What you need to do: Transcribe all the records with complete accuracy.

Record excerpts:
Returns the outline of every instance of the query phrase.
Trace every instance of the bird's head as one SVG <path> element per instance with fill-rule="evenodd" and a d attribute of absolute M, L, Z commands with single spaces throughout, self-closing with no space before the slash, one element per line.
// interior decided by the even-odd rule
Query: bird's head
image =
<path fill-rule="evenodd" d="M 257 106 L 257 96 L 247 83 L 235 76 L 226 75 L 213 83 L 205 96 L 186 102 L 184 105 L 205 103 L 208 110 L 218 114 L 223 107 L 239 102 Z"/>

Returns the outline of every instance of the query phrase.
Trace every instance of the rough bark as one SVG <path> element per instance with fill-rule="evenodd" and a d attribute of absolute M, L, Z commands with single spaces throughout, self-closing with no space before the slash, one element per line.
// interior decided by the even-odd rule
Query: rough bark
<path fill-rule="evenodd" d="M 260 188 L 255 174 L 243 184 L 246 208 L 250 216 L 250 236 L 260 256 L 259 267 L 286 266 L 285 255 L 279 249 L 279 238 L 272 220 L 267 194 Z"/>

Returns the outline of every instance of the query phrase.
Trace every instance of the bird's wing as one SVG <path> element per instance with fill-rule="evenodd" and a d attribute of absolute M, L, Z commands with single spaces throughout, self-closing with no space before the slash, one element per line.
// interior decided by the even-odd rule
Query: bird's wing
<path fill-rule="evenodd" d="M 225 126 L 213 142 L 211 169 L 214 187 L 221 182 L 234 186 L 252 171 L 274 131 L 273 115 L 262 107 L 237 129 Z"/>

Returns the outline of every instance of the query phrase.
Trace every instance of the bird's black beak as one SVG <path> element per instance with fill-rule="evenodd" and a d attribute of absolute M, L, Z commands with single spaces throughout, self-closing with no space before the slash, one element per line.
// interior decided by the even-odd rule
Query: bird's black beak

Solution for this exercise:
Returns the outline of every instance of the query phrase.
Trace every instance of the bird's head as one SVG <path> element per instance with fill-rule="evenodd" and a d attribute of absolute M, L, Z commands with single spaces throughout, self-closing with no space before the slash, one element per line.
// interior decided by the even-odd rule
Query: bird's head
image =
<path fill-rule="evenodd" d="M 257 106 L 257 96 L 247 83 L 235 76 L 226 75 L 213 83 L 205 96 L 186 102 L 184 105 L 205 103 L 208 110 L 218 114 L 223 107 L 239 102 Z"/>

Returns the outline of every instance of the query phrase.
Trace every instance of the rough bark as one SVG <path> element per instance with fill-rule="evenodd" and a d attribute of absolute M, L, Z commands with single spaces throughout, self-closing with no space before the slash, one element per line.
// interior decided by the even-odd rule
Query: rough bark
<path fill-rule="evenodd" d="M 260 188 L 255 174 L 243 184 L 246 208 L 250 216 L 250 236 L 260 256 L 259 267 L 286 266 L 285 255 L 279 249 L 279 238 L 272 220 L 267 194 Z"/>

Returns the outline of every instance of the query phrase.
Trace every instance of the bird's wing as one SVG <path> element per instance with fill-rule="evenodd" and a d attribute of absolute M, L, Z commands with single spaces throughout, self-closing with no space before the slash, one element per line.
// interior decided by the even-odd rule
Query: bird's wing
<path fill-rule="evenodd" d="M 225 126 L 213 142 L 211 169 L 214 187 L 221 182 L 234 186 L 252 171 L 274 131 L 273 115 L 262 107 L 237 129 Z"/>

Returns the outline of every instance of the query phrase.
Trace every instance of the bird's black beak as one SVG <path> element per instance with fill-rule="evenodd" and a d attribute of absolute M, L, Z commands with single spaces throughout, self-closing with no space before the slash, one element per line.
// interior decided by the even-odd rule
Query: bird's black beak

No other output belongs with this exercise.